YOUR ASSIGNMENT →
Make an exact copy of the records, with the pictures left out.

== SUPPLIED DATA

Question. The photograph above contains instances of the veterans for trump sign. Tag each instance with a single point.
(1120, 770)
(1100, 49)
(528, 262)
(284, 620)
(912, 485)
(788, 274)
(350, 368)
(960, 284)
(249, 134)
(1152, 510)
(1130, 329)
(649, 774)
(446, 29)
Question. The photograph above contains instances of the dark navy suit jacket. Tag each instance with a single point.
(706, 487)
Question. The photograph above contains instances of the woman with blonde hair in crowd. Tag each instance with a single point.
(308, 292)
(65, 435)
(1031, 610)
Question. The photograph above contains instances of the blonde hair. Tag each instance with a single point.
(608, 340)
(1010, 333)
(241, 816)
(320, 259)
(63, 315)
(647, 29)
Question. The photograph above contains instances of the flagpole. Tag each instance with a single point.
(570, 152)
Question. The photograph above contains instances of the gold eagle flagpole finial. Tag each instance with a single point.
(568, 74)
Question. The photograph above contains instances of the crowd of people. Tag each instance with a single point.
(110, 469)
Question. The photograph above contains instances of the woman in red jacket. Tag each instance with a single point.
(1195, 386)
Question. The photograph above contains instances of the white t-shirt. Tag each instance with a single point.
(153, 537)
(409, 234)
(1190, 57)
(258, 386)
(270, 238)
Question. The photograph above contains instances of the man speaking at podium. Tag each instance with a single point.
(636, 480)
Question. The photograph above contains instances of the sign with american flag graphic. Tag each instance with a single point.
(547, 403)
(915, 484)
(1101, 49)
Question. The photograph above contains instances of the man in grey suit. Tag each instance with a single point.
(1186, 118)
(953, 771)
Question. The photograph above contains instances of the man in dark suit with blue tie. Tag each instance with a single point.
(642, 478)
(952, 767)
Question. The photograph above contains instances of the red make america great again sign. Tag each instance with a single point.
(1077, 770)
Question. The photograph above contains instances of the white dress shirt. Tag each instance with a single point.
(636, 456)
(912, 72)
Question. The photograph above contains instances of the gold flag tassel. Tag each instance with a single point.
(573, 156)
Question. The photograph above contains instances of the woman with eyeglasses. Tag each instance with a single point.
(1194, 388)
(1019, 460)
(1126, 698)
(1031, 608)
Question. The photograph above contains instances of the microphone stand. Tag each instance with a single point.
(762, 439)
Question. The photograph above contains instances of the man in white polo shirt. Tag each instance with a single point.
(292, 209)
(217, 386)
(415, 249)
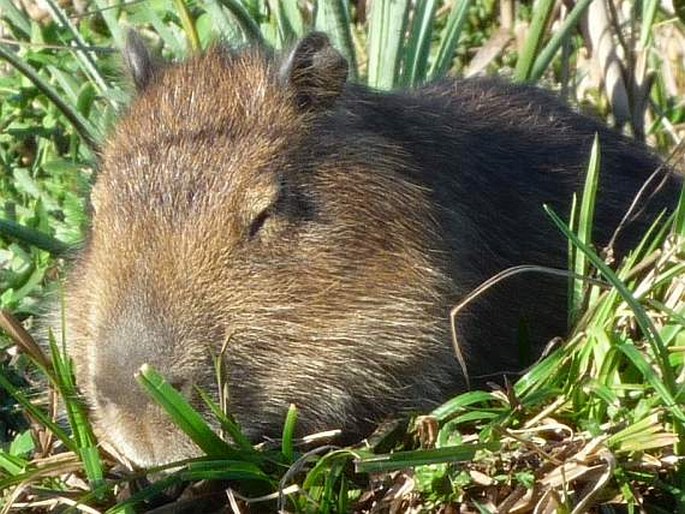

====

EXERCISE ANSWER →
Question. The photograph above contains instances of the veterans for trump sign. Tag each instance with a single point.
(1120, 770)
(1100, 49)
(528, 262)
(284, 620)
(912, 485)
(788, 274)
(350, 368)
(960, 284)
(249, 134)
(1152, 510)
(1130, 329)
(649, 774)
(446, 29)
Question. The photograph above contains instances of the dark navy suit jacket. Tag each instance with a single point.
(706, 487)
Question. The photograph above contains instances of the woman with blonde hair in crowd. Tag each instance with a single point.
(308, 292)
(65, 435)
(1031, 610)
Question. The photograph above contains instances of the blonde hair. Tag each instance with a single point.
(608, 340)
(1010, 333)
(241, 816)
(320, 259)
(63, 315)
(647, 29)
Question. The photograph above contains instances of the flagpole. Tag each instance with a single point.
(570, 152)
Question. The photograph above contains instances of the gold eagle flagpole finial. Tag each instance with a single point.
(568, 74)
Question. The photograph above contains instances of the crowd of people. Tag each instance with a single point.
(110, 469)
Question. The photograph above contains instances of the woman in red jacket. Tag each instance with a single point.
(1195, 386)
Question. The photograph above contains instances of the white t-shirt. Tag each instance with a single point.
(153, 537)
(409, 234)
(1190, 57)
(258, 386)
(270, 238)
Question. The photograph above contains instances of the man speaking at podium. Tag each instance with a single point.
(636, 480)
Question. The photograph above contains instances of the sign with american flag graphic. Tag each instance with a single point.
(547, 403)
(915, 484)
(1101, 49)
Question. The photograph above contains instances of the man in grey suit. Tag each instance with a single point.
(1186, 118)
(953, 771)
Question. The photograph above contains instances of the man in dark suit with blue tie. Tag each instance with a single point.
(642, 478)
(952, 767)
Question. The photograph above contains instances of the red make america great again sign. Tag each instance with a single point.
(1077, 770)
Question. The photograph above contains instances of the white dress shirt. Tag each instance with a single point.
(636, 456)
(912, 72)
Question. The photograph above contains instances of the gold flag tassel. Tag each instance with a single point.
(573, 156)
Question. The photograph above contains instances of the woman with eyeglasses. Tag each instance with a single point.
(1194, 388)
(1019, 460)
(1126, 698)
(1031, 608)
Question. The photograph above contains instances of the microphone stand. Tag each instance with a single point.
(762, 439)
Question. The photograph above contains instances of the man in white polo shirt. Tag each instance with a single point.
(292, 209)
(217, 386)
(415, 249)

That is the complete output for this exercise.